* **VOTRE TÂCHE**
Extrayez tel quel, s'il vous plaît, le passage du texte sur la boutique de champignons magiques en commençant par « Sur Ontario, tout » et en continuant jusqu'à « vente dans l’arrière-boutique. ».

* **PASSAGE CITÉ**

|---|

Sur Ontario, tout près du coin de l’avenue Papineau, la boutique Funguyz qui se spécialise en vente de champignons magiques ouvre ses portes aux premiers clients. Entre la demi-douzaine de caméras des différents médias de Montréal, quelques curieux réussissent à se frayer un chemin vers l’intérieur de la boutique.
Faisant pied de nez aux lois prohibant la vente de stupéfiants, la boutique affiche ses produits de psilocybine, l’ingrédient actif des champignons magiques, sur ses étagères comme dans n’importe quel autre commerce de vente au détail. Outre les produits et les panneaux informatifs, l’avant-boutique est vide. Le strict minimum est mis en place. Derrière le comptoir de vitre où des produits sont aussi disposés, quelques employés préparent des contenants destinés à la vente dans l’arrière-boutique.

|---|

* **DONNÉES FOURNIES**

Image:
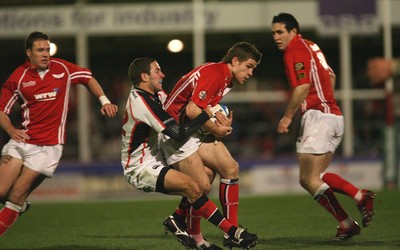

|---|

* **RÉPONSE ATTENDUE**
Sur Ontario, tout près du coin de l’avenue Papineau, la boutique Funguyz qui se spécialise en vente de champignons magiques ouvre ses portes aux premiers clients. Entre la demi-douzaine de caméras des différents médias de Montréal, quelques curieux réussissent à se frayer un chemin vers l’intérieur de la boutique.
Faisant pied de nez aux lois prohibant la vente de stupéfiants, la boutique affiche ses produits de psilocybine, l’ingrédient actif des champignons magiques, sur ses étagères comme dans n’importe quel autre commerce de vente au détail. Outre les produits et les panneaux informatifs, l’avant-boutique est vide. Le strict minimum est mis en place. Derrière le comptoir de vitre où des produits sont aussi disposés, quelques employés préparent des contenants destinés à la vente dans l’arrière-boutique.